**ACTIVITY**
Repeat every line of the listing below exactly, minus the pictures.

DATA SHOWN below:

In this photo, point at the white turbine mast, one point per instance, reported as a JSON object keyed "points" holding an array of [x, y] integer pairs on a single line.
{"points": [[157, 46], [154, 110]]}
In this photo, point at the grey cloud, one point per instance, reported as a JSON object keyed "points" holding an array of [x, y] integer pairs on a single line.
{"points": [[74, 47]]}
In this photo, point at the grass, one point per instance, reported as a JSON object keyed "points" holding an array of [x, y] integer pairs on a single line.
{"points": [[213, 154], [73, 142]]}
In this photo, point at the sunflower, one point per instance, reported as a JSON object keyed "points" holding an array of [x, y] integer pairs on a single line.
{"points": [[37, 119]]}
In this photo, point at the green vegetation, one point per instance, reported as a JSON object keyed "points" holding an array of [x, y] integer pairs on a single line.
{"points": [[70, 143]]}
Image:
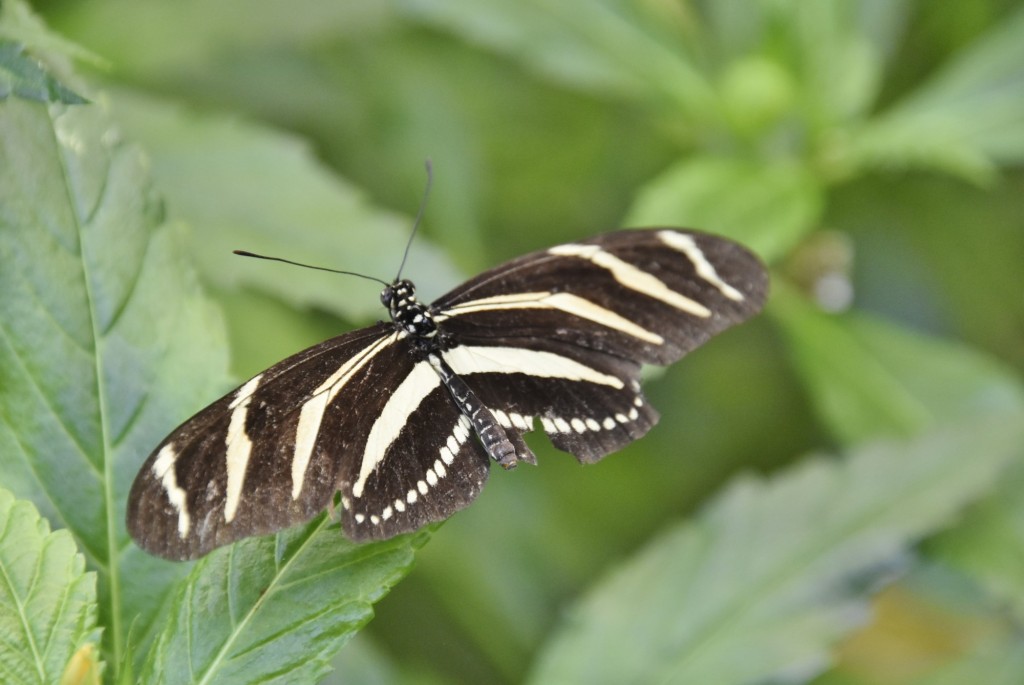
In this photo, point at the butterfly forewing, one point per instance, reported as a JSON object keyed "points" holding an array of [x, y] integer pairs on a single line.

End of DATA SHOWN.

**RESULT**
In this photo, point at the white turbine mast, one point per instance, reported as a JSON object keyed "points" holding an array of [x, y] integer pairs on a single line.
{"points": [[157, 46], [154, 110]]}
In this photo, point at the grey cloud, one point per instance, reported as a JSON object keyed "points" holding an array of [x, y] integer pairs on a single line.
{"points": [[74, 47]]}
In this photo, point at the grass, one point per instance, reported as a JSON object keyed "points" holding an array of [x, y] integer pairs on a single line.
{"points": [[213, 154], [73, 142]]}
In this photo, point at the sunflower, one point per instance, reported as a JSON object keyed "points" holding an array of [x, y] integer pairs on a single line.
{"points": [[37, 119]]}
In this photo, point at the green vegetation, one point per instance, reported as a JSON object keyed "points" holding an array of [x, y] integer pairs on a single line.
{"points": [[70, 143]]}
Image:
In this photo, point at the butterfly forewing, one point per instance, reported as a JSON object keyed "points" holding an array of [x, y] integer pairs on a single line.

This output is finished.